> _Problem to solve_
The required output is the line containing "Could you point out the silver table" followed by every later line through the end of the data, all reproduced exactly.
----------
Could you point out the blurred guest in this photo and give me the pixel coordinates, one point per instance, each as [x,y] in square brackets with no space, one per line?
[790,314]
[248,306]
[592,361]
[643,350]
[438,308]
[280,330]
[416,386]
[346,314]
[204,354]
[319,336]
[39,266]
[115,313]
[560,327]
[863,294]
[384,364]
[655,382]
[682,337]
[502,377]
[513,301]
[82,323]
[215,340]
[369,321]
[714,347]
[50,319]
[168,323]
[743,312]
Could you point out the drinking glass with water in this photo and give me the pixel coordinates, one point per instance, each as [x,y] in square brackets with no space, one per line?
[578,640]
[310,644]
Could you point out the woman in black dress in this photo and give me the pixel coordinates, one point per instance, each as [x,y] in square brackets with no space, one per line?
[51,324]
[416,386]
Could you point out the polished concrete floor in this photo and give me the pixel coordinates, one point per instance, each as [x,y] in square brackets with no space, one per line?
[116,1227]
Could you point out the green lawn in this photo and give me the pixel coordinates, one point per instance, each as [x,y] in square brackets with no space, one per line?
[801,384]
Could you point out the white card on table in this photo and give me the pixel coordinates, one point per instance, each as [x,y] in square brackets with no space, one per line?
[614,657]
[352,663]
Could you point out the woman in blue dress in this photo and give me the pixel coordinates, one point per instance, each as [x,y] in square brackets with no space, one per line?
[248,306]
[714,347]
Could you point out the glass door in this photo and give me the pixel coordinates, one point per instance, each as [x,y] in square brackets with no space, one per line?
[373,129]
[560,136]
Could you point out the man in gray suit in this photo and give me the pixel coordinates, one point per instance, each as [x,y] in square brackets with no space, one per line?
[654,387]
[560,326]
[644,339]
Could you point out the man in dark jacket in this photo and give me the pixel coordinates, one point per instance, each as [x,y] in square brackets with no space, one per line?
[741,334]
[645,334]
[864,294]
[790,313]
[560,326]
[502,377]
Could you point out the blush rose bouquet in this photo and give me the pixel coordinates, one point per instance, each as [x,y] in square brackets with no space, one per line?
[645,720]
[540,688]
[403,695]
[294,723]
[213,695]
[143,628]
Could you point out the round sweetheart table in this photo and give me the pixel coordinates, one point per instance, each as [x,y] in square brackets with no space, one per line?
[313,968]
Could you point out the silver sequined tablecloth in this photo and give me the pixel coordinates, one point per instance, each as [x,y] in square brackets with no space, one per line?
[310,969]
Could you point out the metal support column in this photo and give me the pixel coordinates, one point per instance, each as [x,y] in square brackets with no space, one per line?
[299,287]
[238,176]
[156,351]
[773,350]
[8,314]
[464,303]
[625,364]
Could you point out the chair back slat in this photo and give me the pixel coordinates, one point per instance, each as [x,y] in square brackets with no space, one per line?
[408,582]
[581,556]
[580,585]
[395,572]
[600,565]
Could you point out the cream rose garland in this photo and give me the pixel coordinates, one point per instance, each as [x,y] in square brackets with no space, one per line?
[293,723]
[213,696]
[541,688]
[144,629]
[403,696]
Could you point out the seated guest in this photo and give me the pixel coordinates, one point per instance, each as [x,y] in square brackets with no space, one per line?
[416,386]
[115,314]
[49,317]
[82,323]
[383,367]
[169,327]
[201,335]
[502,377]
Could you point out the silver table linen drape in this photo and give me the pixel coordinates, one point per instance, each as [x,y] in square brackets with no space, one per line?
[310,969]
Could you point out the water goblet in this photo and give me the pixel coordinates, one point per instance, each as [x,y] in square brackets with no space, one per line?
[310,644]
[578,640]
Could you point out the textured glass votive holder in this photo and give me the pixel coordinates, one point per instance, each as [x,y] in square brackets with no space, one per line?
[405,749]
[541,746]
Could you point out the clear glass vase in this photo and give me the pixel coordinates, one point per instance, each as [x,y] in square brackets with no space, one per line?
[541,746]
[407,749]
----------
> _Solution for this task_
Could you point out the silver table linen drape in this photo and give me the pixel coordinates, one point per instance, each as [x,y] in square brackets with no space, one per line?
[310,969]
Could you point out the water goblet in this photo and give me the pixel coordinates, one point per instance, each as [x,y] in square brackets with no space, one per line?
[310,644]
[578,640]
Could you point out the textured glass votive holder in this photo and give me the pixel coordinates, one point per instance, each as [x,y] in square brackets with no space, one per line?
[405,749]
[541,746]
Could you point out the clear glass vase in this photo and give me the pixel coordinates, one point per instance, each as [x,y] in square brackets with no space, one per line?
[541,746]
[407,749]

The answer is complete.